(Records from a dataset)

##########

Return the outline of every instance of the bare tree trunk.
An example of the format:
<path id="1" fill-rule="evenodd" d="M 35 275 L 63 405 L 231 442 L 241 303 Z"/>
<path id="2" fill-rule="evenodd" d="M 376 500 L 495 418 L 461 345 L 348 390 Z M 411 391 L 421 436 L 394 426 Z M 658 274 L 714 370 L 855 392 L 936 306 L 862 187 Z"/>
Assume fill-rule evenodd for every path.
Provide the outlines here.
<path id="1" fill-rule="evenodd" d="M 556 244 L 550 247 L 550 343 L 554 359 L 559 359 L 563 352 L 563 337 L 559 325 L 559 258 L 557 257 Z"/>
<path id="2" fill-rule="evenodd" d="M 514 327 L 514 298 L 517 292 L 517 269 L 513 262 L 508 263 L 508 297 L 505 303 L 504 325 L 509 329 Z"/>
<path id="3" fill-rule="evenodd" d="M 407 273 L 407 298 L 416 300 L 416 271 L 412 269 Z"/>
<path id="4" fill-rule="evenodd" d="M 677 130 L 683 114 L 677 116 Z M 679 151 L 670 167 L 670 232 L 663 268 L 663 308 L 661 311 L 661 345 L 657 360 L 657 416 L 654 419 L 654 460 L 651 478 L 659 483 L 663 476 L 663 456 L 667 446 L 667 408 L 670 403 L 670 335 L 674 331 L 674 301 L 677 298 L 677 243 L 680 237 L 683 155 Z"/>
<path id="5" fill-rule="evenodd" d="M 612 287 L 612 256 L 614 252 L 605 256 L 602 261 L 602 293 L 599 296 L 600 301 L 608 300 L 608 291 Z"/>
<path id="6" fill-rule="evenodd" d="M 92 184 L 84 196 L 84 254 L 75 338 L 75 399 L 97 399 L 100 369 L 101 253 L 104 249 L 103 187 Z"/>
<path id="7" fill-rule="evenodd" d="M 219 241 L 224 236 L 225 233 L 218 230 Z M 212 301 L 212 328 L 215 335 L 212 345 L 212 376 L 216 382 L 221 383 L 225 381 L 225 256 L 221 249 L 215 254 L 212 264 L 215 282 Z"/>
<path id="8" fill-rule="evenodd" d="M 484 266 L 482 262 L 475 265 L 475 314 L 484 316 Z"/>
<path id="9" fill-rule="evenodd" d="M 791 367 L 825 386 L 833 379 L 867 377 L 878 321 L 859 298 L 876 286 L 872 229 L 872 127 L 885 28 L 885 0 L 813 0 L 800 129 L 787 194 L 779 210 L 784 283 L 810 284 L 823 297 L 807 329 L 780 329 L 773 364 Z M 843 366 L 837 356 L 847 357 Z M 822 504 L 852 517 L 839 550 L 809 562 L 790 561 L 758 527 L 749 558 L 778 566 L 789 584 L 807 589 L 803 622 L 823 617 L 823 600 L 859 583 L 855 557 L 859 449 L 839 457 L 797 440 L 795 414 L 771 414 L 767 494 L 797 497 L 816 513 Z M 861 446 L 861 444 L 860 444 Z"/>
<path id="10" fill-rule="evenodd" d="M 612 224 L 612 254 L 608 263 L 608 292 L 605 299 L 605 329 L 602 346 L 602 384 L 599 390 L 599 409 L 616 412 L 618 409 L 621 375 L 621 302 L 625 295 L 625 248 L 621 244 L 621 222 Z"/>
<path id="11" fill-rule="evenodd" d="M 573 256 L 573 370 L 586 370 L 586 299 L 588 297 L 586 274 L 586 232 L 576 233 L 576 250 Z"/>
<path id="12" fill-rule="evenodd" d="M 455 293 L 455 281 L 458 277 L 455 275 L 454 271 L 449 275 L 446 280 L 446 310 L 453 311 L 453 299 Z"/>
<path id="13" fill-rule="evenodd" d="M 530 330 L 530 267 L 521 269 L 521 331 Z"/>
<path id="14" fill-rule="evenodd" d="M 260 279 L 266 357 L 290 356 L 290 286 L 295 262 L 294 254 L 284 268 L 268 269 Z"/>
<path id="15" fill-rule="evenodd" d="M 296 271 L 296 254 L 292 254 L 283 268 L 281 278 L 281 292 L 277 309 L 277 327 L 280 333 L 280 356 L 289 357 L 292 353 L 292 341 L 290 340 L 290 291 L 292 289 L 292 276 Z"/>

##########

* [What needs to be done]
Update the listing above by replacing "bare tree trunk" with "dead tree trunk", and write it all out again with nothing else changed.

* [Task result]
Return the outline of every instance of the dead tree trunk.
An example of the format:
<path id="1" fill-rule="evenodd" d="M 35 275 L 63 405 L 231 442 L 241 303 Z"/>
<path id="2" fill-rule="evenodd" d="M 376 500 L 495 418 L 461 345 L 348 390 Z M 411 391 L 421 436 L 394 426 Z M 658 274 L 714 370 L 855 392 L 936 306 L 862 187 Z"/>
Assume fill-rule evenodd for every path.
Provide the outlines here.
<path id="1" fill-rule="evenodd" d="M 556 244 L 550 247 L 550 343 L 554 359 L 559 359 L 563 352 L 563 337 L 559 325 L 559 258 L 557 257 Z"/>
<path id="2" fill-rule="evenodd" d="M 514 327 L 514 298 L 517 292 L 517 269 L 513 262 L 508 263 L 508 297 L 505 303 L 504 325 L 509 329 Z"/>
<path id="3" fill-rule="evenodd" d="M 407 273 L 407 298 L 416 300 L 416 271 L 412 269 Z"/>
<path id="4" fill-rule="evenodd" d="M 677 130 L 683 114 L 677 116 Z M 679 151 L 670 167 L 670 232 L 663 268 L 663 308 L 661 311 L 661 345 L 657 360 L 657 416 L 654 419 L 654 460 L 651 478 L 659 483 L 663 476 L 663 456 L 667 446 L 667 408 L 670 403 L 670 335 L 674 331 L 674 301 L 677 298 L 677 243 L 680 237 L 683 155 Z"/>
<path id="5" fill-rule="evenodd" d="M 612 287 L 612 256 L 614 252 L 605 256 L 602 261 L 602 293 L 599 296 L 600 301 L 608 300 L 608 291 Z"/>
<path id="6" fill-rule="evenodd" d="M 92 184 L 84 196 L 84 254 L 75 338 L 75 399 L 97 399 L 100 369 L 101 253 L 104 249 L 103 187 Z"/>
<path id="7" fill-rule="evenodd" d="M 219 241 L 224 236 L 225 233 L 218 230 Z M 212 301 L 212 328 L 215 335 L 212 345 L 212 376 L 216 382 L 221 383 L 225 381 L 225 256 L 221 249 L 215 254 L 212 264 L 215 282 Z"/>
<path id="8" fill-rule="evenodd" d="M 484 266 L 482 262 L 475 265 L 475 314 L 484 316 Z"/>
<path id="9" fill-rule="evenodd" d="M 791 367 L 825 386 L 833 379 L 867 377 L 878 321 L 859 298 L 876 286 L 872 229 L 872 127 L 885 28 L 885 0 L 813 0 L 800 129 L 787 194 L 779 210 L 784 283 L 810 284 L 823 297 L 807 329 L 780 329 L 773 364 Z M 843 366 L 837 356 L 847 357 Z M 822 504 L 852 517 L 839 550 L 809 562 L 790 561 L 758 527 L 749 558 L 778 566 L 789 584 L 807 589 L 803 622 L 823 617 L 823 600 L 859 583 L 855 557 L 859 449 L 839 457 L 797 440 L 795 414 L 771 414 L 767 494 L 797 497 L 816 513 Z M 861 446 L 861 444 L 860 444 Z"/>
<path id="10" fill-rule="evenodd" d="M 612 224 L 612 254 L 608 263 L 608 292 L 605 299 L 605 329 L 602 346 L 602 384 L 599 390 L 599 409 L 616 412 L 618 409 L 621 375 L 621 302 L 625 295 L 625 248 L 621 244 L 621 222 Z"/>
<path id="11" fill-rule="evenodd" d="M 573 256 L 573 370 L 586 370 L 586 299 L 588 297 L 586 274 L 586 232 L 576 233 L 576 250 Z"/>
<path id="12" fill-rule="evenodd" d="M 455 293 L 455 281 L 458 277 L 455 275 L 454 271 L 449 275 L 446 280 L 446 310 L 453 311 L 453 299 Z"/>
<path id="13" fill-rule="evenodd" d="M 530 330 L 530 267 L 521 269 L 521 331 Z"/>
<path id="14" fill-rule="evenodd" d="M 260 279 L 266 357 L 290 356 L 290 286 L 295 262 L 294 254 L 284 268 L 268 269 Z"/>
<path id="15" fill-rule="evenodd" d="M 296 271 L 296 254 L 292 254 L 283 268 L 281 278 L 281 292 L 277 309 L 277 327 L 280 333 L 280 356 L 289 357 L 292 353 L 292 341 L 290 340 L 290 291 L 292 289 L 292 276 Z"/>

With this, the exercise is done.